» Text

Since electronic music exists that is under no obligation to reproduce or simulate instruments as if playing in a physical space, captured with 2 microphones, leading to inherent crosstalk etc. etc., there is always an expectation that arbitrary numbers of samples per track could be
100% L-R separated, and a good reproduction system should maintain that to the very limit of human capabilities to detect.
I could, just out of curiosity, but notice also the limits of what that experiment can prove, according to the author themselves:
No better than doing my own test with my own song, with a real-world (not synthetic) cable-change based alteration. And I detected differences that tell me -20 dB is far from sufficient, for me. But it's true that I only compared vs. -40 dB, since I only had the cables I had, and the difference I was hearing could have been realized anywhere in between. So it's not impossible that I have the same true threshold as the above author, that -30(?) dB happens to be enough for me as well, and that I was actually getting no extra benefit going from there to -40.

» Actions to take
**A.** In the text on stereo channel separation, what level did the author compare -20 dB against?
**B.** In the text on stereo channel separation, write out the passage starting with "Since electronic music" and going on through "capabilities to detect.", substituting "playback system" for "reproduction system".
The items come from a different source than the text.

» Listed entries

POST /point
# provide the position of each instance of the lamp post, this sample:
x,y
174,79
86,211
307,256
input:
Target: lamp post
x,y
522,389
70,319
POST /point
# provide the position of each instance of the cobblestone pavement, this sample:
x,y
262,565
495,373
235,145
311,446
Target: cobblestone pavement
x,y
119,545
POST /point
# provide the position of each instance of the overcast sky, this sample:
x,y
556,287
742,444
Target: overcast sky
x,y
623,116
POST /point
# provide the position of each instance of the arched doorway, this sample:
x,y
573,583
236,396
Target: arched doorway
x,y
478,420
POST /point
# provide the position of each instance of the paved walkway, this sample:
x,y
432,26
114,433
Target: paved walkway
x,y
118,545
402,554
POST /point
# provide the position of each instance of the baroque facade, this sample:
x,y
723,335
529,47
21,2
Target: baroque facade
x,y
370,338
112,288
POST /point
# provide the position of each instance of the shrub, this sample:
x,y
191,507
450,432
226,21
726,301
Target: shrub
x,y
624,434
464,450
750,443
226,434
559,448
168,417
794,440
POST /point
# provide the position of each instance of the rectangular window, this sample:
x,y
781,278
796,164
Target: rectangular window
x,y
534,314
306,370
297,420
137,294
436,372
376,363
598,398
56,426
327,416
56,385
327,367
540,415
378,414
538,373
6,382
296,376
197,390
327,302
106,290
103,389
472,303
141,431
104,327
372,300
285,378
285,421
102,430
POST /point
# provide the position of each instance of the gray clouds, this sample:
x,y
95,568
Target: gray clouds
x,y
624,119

...

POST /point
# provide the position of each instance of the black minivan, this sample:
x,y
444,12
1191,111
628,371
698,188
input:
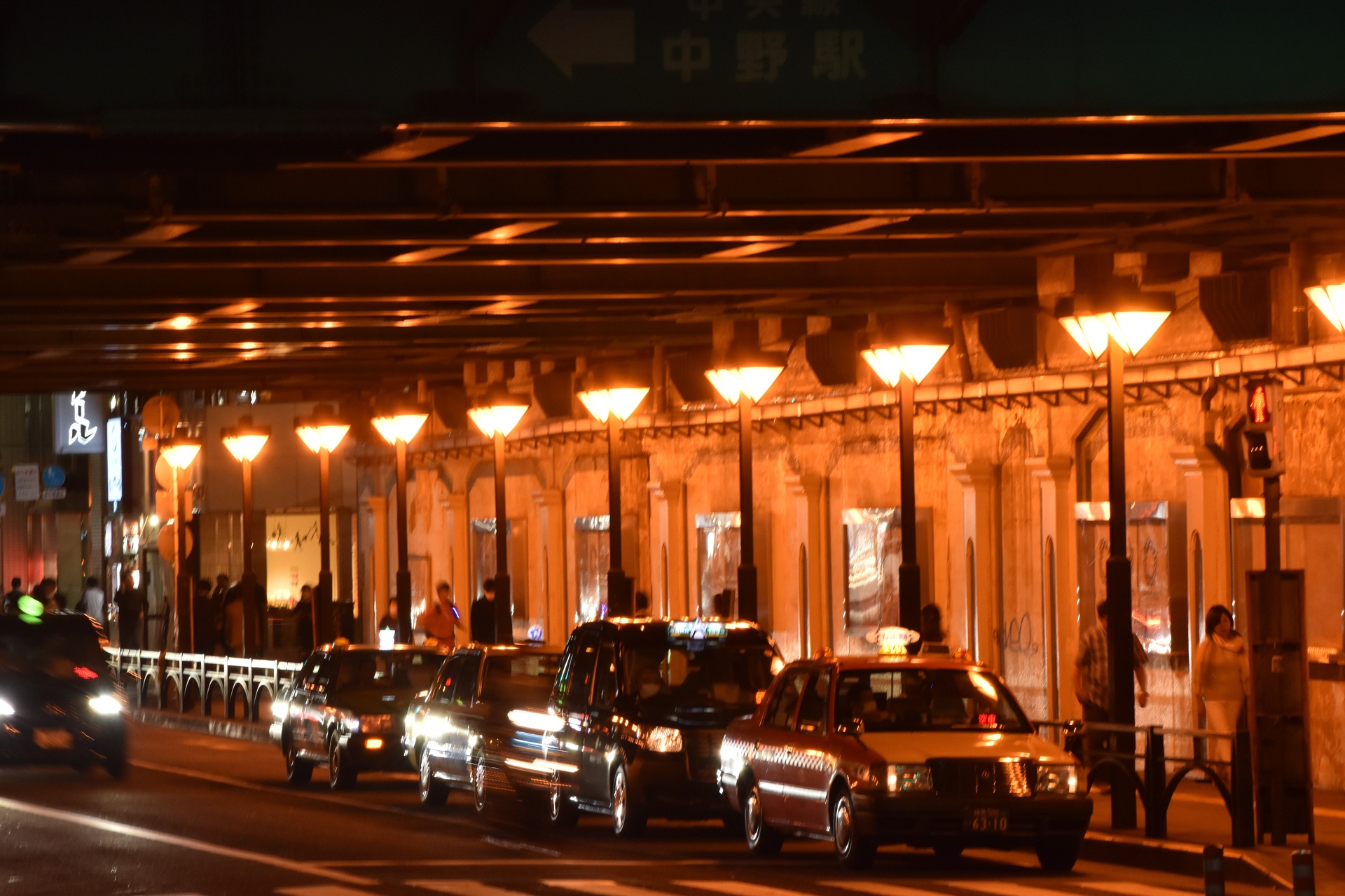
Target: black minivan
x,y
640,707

---

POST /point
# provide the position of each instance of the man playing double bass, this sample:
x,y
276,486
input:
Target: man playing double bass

» Results of the exercise
**A.** -40 dB

**B.**
Since electronic music exists that is under no obligation to reproduce or simulate instruments as if playing in a physical space, captured with 2 microphones, leading to inherent crosstalk etc. etc., there is always an expectation that arbitrary numbers of samples per track could be
100% L-R separated, and a good playback system should maintain that to the very limit of human capabilities to detect.